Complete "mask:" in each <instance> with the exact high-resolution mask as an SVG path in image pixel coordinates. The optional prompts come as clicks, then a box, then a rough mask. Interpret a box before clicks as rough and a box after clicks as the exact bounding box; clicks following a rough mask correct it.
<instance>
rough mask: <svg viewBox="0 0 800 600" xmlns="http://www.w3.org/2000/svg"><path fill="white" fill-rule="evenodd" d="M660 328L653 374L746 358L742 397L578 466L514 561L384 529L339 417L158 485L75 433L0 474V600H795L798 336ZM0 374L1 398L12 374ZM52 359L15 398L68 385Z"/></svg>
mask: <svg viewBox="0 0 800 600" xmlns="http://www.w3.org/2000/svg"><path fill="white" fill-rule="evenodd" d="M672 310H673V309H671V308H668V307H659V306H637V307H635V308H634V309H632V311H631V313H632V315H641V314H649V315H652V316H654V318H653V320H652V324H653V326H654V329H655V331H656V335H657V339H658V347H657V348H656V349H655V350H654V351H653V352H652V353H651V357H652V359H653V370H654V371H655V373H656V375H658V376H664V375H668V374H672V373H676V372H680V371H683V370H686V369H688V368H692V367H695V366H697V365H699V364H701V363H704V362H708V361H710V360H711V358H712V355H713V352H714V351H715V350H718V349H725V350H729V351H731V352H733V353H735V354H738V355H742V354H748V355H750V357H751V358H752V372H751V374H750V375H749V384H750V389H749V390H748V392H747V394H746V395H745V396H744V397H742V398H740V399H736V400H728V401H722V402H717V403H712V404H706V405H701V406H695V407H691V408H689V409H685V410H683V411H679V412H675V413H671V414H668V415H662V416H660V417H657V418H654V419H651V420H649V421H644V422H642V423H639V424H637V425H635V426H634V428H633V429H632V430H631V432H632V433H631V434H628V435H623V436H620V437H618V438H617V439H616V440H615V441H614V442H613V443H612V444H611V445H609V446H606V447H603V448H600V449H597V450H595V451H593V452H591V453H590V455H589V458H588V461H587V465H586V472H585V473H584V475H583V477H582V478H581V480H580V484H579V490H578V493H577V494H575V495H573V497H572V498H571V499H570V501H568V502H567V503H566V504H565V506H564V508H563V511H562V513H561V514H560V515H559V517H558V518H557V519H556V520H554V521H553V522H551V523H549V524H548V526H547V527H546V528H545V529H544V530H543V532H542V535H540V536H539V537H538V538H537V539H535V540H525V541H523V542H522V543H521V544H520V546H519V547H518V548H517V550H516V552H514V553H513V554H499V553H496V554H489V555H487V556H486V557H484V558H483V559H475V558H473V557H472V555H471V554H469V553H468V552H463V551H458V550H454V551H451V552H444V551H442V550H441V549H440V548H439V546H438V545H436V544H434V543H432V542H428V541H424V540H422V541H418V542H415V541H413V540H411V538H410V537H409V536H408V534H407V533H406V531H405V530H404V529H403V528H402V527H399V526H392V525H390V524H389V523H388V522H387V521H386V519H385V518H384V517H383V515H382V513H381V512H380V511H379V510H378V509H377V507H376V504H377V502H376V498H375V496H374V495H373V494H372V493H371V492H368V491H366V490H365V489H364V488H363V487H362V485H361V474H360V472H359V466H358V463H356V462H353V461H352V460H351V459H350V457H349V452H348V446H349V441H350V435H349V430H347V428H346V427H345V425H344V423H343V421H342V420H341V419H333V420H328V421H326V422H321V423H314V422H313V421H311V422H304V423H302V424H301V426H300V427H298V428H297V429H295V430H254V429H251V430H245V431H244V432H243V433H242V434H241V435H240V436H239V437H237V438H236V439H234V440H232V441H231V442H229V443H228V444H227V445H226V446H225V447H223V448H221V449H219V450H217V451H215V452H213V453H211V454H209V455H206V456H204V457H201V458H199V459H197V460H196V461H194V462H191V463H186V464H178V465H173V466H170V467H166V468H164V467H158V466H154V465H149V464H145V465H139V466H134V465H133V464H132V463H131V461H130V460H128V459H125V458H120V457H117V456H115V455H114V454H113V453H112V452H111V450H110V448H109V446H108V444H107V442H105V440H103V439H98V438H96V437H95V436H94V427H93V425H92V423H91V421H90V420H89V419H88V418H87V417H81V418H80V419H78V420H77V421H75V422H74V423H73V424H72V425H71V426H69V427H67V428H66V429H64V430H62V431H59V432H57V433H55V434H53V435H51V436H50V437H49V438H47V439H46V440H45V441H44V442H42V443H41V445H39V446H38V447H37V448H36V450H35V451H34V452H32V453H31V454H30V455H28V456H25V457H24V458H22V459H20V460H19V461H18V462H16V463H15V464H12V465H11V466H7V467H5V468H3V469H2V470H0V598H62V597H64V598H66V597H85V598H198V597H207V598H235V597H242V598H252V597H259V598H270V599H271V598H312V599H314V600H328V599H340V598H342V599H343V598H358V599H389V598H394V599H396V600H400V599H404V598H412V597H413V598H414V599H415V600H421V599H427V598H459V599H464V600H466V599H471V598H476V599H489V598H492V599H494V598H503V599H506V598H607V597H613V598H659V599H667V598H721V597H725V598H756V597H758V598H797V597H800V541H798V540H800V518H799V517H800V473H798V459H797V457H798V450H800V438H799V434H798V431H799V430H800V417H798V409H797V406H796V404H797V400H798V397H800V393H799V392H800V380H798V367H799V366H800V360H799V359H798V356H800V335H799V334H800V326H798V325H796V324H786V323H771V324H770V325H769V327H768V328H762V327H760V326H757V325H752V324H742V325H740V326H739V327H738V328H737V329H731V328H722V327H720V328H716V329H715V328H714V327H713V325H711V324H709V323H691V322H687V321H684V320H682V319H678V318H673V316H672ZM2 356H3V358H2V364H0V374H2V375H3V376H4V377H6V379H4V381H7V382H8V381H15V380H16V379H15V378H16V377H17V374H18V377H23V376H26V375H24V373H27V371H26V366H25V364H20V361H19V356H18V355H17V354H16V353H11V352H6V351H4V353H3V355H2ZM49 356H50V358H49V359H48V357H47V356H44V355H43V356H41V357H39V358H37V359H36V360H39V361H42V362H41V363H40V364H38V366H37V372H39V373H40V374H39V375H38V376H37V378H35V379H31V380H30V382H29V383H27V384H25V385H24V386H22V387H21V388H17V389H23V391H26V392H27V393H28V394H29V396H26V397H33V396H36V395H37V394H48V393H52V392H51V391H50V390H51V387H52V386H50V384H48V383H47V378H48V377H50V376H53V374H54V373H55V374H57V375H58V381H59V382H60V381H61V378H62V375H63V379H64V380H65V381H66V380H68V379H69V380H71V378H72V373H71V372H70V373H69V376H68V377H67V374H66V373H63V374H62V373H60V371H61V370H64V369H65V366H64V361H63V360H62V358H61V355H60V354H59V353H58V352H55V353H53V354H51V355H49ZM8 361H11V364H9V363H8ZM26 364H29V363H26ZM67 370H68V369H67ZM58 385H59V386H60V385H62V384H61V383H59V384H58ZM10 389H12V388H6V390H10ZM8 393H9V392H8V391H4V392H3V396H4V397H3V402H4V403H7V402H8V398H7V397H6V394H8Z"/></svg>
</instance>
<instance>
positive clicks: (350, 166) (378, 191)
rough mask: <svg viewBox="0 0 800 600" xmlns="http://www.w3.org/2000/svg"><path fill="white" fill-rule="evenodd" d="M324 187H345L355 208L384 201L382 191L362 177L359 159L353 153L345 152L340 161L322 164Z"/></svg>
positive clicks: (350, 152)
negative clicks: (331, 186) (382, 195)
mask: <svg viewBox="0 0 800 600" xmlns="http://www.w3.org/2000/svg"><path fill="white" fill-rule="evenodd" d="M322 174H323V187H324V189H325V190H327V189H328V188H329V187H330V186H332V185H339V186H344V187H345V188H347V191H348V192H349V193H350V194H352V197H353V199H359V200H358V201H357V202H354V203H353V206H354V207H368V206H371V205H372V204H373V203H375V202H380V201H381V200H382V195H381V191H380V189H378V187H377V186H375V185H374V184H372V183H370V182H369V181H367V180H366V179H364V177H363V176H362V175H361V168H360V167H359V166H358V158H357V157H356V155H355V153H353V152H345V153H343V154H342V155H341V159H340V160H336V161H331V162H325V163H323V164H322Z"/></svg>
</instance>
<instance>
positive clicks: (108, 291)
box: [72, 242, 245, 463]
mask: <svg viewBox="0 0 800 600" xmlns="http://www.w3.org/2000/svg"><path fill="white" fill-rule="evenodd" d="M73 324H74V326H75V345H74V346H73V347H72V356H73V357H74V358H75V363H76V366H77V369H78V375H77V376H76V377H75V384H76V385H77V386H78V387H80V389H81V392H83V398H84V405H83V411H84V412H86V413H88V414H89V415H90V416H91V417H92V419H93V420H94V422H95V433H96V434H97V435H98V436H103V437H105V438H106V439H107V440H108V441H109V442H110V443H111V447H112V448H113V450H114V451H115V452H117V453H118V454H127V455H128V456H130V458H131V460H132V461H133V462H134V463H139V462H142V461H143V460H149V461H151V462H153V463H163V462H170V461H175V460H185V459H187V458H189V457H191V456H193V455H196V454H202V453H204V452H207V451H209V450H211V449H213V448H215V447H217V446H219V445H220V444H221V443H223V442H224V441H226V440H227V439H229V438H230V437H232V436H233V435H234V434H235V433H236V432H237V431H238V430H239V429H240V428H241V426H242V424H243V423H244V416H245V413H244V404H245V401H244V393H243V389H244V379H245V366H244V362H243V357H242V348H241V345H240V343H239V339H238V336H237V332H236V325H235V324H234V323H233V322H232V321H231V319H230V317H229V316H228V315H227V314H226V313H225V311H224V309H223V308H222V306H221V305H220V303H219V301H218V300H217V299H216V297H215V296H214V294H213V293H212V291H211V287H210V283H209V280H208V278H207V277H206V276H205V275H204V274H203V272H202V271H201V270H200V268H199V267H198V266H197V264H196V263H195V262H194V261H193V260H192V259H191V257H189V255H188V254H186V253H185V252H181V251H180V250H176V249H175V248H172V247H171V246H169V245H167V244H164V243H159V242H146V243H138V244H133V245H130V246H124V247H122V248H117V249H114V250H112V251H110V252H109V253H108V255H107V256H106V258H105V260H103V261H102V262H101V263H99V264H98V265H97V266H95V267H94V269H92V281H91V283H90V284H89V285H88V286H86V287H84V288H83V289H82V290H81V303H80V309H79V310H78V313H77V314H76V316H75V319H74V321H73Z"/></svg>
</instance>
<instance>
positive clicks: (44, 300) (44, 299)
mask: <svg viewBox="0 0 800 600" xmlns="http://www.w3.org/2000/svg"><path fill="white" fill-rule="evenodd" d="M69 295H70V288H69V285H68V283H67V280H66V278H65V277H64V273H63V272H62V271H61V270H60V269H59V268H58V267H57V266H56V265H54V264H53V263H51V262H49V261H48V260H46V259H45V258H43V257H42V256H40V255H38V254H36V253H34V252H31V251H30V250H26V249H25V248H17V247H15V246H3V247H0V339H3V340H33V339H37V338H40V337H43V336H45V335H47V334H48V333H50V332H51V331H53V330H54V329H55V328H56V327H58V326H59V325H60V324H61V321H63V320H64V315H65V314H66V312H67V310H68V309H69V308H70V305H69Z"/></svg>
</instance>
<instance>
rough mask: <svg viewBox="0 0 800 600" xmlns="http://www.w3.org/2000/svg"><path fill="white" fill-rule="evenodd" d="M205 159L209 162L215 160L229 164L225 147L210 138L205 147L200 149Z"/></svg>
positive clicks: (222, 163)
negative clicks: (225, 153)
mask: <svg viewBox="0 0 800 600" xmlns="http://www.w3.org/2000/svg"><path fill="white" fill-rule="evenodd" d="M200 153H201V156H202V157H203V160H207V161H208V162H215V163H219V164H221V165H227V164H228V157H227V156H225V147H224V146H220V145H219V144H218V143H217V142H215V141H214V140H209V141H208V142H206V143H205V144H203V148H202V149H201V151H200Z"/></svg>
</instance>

- **What this task involves**
Taking the material above, extract exactly and only the lines from the line with "positive clicks: (350, 152)" to the line with "positive clicks: (108, 291)", inclusive of both.

- **Answer section**
positive clicks: (350, 152)
negative clicks: (331, 186) (382, 195)
mask: <svg viewBox="0 0 800 600" xmlns="http://www.w3.org/2000/svg"><path fill="white" fill-rule="evenodd" d="M322 174H323V187H324V189H325V190H327V189H328V188H329V187H330V186H332V185H339V186H344V187H345V188H347V191H348V192H349V193H350V194H352V197H353V199H359V200H358V201H357V202H354V203H353V206H354V207H368V206H371V205H372V204H373V203H375V202H380V201H381V200H382V195H381V191H380V189H378V187H377V186H375V185H374V184H372V183H370V182H369V181H367V180H366V179H364V177H363V176H362V175H361V168H360V167H359V166H358V158H357V157H356V155H355V153H353V152H345V153H343V154H342V155H341V159H340V160H336V161H331V162H325V163H323V164H322Z"/></svg>
</instance>
<instance>
positive clicks: (108, 291)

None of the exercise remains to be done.